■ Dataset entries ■

_ _ _

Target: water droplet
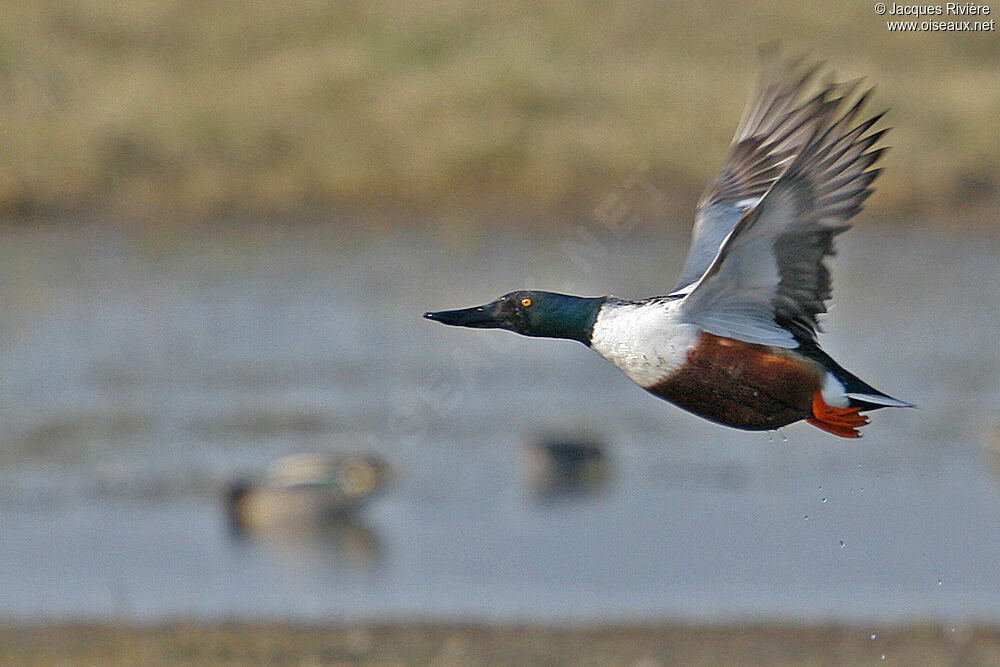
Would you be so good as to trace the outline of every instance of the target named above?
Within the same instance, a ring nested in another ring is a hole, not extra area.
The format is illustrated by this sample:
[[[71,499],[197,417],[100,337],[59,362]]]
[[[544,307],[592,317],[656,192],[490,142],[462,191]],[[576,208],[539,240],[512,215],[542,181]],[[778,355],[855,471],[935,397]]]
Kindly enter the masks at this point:
[[[808,520],[809,520],[809,515],[808,515],[808,514],[806,514],[806,515],[805,515],[804,517],[802,517],[802,518],[803,518],[803,519],[805,519],[806,521],[808,521]]]
[[[824,502],[824,503],[826,502],[826,498],[824,498],[824,499],[823,499],[823,502]]]
[[[874,632],[871,634],[870,639],[875,639],[875,633]]]
[[[940,579],[938,579],[938,586],[940,586],[940,585],[941,585],[941,580],[940,580]]]
[[[844,544],[844,540],[841,540],[841,541],[840,541],[840,548],[841,548],[841,549],[843,549],[843,548],[844,548],[844,546],[846,546],[846,545]]]
[[[885,660],[885,653],[882,654],[882,659]]]
[[[821,486],[821,487],[819,487],[819,490],[820,490],[820,491],[822,491],[822,490],[823,490],[823,487],[822,487],[822,486]]]

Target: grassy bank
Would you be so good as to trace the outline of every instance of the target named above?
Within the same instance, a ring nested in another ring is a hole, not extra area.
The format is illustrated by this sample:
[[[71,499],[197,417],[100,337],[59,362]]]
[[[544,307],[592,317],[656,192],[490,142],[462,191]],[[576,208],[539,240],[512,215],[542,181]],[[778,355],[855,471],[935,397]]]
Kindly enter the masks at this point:
[[[0,215],[589,212],[642,165],[682,212],[775,38],[879,85],[897,130],[876,213],[993,210],[997,33],[885,18],[867,0],[6,3]]]
[[[0,628],[0,664],[998,665],[1000,630],[650,626]]]

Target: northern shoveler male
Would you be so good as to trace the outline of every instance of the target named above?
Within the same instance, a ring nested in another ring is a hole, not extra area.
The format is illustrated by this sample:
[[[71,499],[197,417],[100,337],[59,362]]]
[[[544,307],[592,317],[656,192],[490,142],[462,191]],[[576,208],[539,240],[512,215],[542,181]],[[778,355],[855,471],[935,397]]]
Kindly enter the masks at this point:
[[[424,317],[580,341],[656,396],[741,429],[804,419],[857,438],[862,412],[912,407],[841,368],[816,339],[831,295],[824,260],[872,193],[888,131],[873,130],[885,112],[863,113],[872,89],[818,84],[818,71],[801,61],[764,68],[666,296],[518,291]]]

_ _ _

■ WHAT TO DO ■
Would you copy out all the data exactly, without the images?

■ RESULT OF THIS TASK ■
Target: water droplet
Would you be so good as to trace the outline of every instance of the target named above?
Within the same instance, a ring nested in another ring is a hole, not extra area.
The format is illustrated by this sample:
[[[71,499],[197,417],[100,337],[59,362]]]
[[[544,307],[592,317],[656,192],[490,142],[462,191]],[[576,208],[539,240],[512,215],[542,181]],[[778,355],[855,471],[935,397]]]
Kindly enter the masks at this point:
[[[808,520],[809,520],[809,515],[808,515],[808,514],[806,514],[806,515],[805,515],[804,517],[802,517],[802,518],[803,518],[803,519],[805,519],[806,521],[808,521]]]
[[[824,502],[824,503],[826,502],[826,498],[824,498],[824,499],[823,499],[823,502]]]
[[[874,632],[871,634],[870,639],[875,639],[875,633]]]
[[[940,579],[938,579],[938,586],[940,586],[940,585],[941,585],[941,580],[940,580]]]
[[[844,544],[844,540],[841,540],[841,541],[840,541],[840,548],[841,548],[841,549],[843,549],[843,548],[844,548],[844,546],[846,546],[846,545]]]
[[[885,660],[885,653],[882,654],[882,659]]]
[[[821,486],[821,487],[819,487],[819,490],[820,490],[820,491],[822,491],[822,490],[823,490],[823,487],[822,487],[822,486]]]

Target: grassy bank
Would you be so good as to trace the outline of every instance of the target named above?
Within the same instance, a ring nested in another ring is a hole, not extra area.
The format is illustrated by this sample:
[[[71,499],[197,417],[100,337],[59,362]]]
[[[544,307],[592,317],[656,192],[490,142],[462,191]],[[576,208],[539,240],[512,215],[542,181]],[[778,355],[855,471],[935,397]]]
Kindly enter the masks at this point:
[[[0,215],[589,212],[642,165],[682,212],[775,38],[879,85],[897,130],[876,213],[993,210],[997,33],[885,18],[867,0],[6,3]]]
[[[0,628],[0,664],[998,665],[1000,630],[650,626]]]

Target: northern shoveler male
Would you be so good as to trace the outline of every instance of the target named above?
Within the same instance, a ring nested in another ring is a hole, not extra area.
The format is illustrated by this sample:
[[[71,499],[197,417],[100,337],[59,362]]]
[[[544,307],[592,317],[656,192],[490,142],[462,191]],[[576,208],[539,240],[512,215],[542,181]],[[778,355],[855,471],[935,397]]]
Kindly enter the masks at this point:
[[[424,317],[580,341],[656,396],[741,429],[804,419],[857,438],[862,412],[912,407],[841,368],[816,339],[831,295],[824,260],[872,193],[888,131],[873,130],[885,112],[863,113],[872,89],[818,84],[818,71],[801,61],[764,68],[666,296],[518,291]]]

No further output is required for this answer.